» **Goal of the exercise**
Can you return, unchanged, the rows below from the line containing "Given the photograph above, point out the blue" through the last line, including both ends?

» **Supplied records**
## START
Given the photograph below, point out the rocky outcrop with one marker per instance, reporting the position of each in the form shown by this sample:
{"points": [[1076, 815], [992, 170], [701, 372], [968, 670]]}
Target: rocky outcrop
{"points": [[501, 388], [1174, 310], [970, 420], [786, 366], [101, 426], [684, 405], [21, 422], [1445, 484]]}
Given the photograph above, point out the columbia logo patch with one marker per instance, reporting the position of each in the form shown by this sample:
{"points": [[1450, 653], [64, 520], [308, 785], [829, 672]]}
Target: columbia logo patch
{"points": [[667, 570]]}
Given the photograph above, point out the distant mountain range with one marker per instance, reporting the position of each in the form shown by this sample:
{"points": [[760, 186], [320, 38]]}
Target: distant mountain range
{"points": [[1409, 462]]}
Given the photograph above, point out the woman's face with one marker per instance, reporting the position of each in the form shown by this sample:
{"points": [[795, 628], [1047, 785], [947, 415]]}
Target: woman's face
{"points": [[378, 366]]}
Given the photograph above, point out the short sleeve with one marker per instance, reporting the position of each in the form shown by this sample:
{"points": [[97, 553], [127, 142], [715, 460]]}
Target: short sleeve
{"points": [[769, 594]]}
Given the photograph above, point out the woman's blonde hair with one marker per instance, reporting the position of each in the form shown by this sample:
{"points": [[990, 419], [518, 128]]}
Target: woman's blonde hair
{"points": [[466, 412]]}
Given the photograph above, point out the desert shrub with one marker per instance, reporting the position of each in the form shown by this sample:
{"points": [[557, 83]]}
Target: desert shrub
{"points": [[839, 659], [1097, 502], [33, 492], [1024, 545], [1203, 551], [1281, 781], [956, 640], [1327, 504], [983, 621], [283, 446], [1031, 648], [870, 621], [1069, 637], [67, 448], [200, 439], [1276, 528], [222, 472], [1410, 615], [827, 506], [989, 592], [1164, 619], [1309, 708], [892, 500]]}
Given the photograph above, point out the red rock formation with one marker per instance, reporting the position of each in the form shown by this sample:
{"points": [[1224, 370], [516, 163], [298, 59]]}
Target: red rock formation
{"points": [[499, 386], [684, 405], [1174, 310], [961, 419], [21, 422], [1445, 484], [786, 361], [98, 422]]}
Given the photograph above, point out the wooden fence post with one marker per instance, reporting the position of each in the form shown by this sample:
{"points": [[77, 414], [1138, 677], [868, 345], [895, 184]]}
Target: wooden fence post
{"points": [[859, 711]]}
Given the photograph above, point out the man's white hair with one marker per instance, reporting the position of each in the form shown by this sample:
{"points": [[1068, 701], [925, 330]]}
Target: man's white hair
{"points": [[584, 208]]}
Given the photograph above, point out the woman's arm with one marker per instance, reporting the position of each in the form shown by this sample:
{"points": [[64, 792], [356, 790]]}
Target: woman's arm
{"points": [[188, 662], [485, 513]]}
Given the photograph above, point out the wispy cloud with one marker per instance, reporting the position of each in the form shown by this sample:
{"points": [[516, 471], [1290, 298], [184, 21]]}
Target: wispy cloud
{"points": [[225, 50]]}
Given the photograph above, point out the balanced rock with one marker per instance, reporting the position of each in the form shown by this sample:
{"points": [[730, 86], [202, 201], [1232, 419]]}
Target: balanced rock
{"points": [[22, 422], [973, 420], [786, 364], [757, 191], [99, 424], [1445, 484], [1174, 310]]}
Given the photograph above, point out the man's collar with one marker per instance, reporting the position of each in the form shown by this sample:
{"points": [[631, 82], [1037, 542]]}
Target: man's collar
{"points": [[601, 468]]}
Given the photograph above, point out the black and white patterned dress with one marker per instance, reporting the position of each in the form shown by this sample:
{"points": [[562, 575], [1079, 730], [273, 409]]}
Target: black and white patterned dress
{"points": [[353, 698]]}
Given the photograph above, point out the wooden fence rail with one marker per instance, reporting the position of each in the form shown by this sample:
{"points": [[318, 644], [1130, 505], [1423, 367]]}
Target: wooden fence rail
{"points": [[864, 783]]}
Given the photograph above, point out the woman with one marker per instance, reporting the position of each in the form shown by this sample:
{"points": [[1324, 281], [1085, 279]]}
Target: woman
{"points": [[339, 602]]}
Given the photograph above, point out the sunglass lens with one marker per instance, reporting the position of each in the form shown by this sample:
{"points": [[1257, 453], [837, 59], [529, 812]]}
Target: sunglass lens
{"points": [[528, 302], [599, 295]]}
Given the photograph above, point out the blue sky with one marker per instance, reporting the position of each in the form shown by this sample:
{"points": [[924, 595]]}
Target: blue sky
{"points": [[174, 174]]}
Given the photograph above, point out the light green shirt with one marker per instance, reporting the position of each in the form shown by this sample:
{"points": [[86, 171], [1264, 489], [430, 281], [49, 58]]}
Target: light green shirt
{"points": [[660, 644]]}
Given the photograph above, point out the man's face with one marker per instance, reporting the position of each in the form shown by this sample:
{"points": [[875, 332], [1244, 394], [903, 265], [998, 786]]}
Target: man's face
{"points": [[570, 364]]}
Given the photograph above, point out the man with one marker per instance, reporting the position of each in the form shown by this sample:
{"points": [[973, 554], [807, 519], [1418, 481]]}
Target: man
## END
» **Reply to the task**
Given the photograph above, point out the blue sky with one marker per instance, reporting the position of each in the form shown by this sample:
{"points": [[924, 595]]}
Target: blue sky
{"points": [[174, 174]]}
Given the photograph above, point out the light green shirt with one marker per instance, reporting the position of each in the form shown by this sample:
{"points": [[86, 171], [1264, 489], [430, 281], [49, 58]]}
Target: light green shirt
{"points": [[660, 644]]}
Given the photograph above, point out the man's face with one marker per instance, reporting the position of each in the form shown by this sample:
{"points": [[875, 332], [1244, 394], [903, 265], [998, 786]]}
Target: man's face
{"points": [[570, 364]]}
Given the photograph above, point out the man with one marker per instance, reporting the position of each in the form shown by this sample:
{"points": [[973, 554], [807, 519], [1418, 481]]}
Target: man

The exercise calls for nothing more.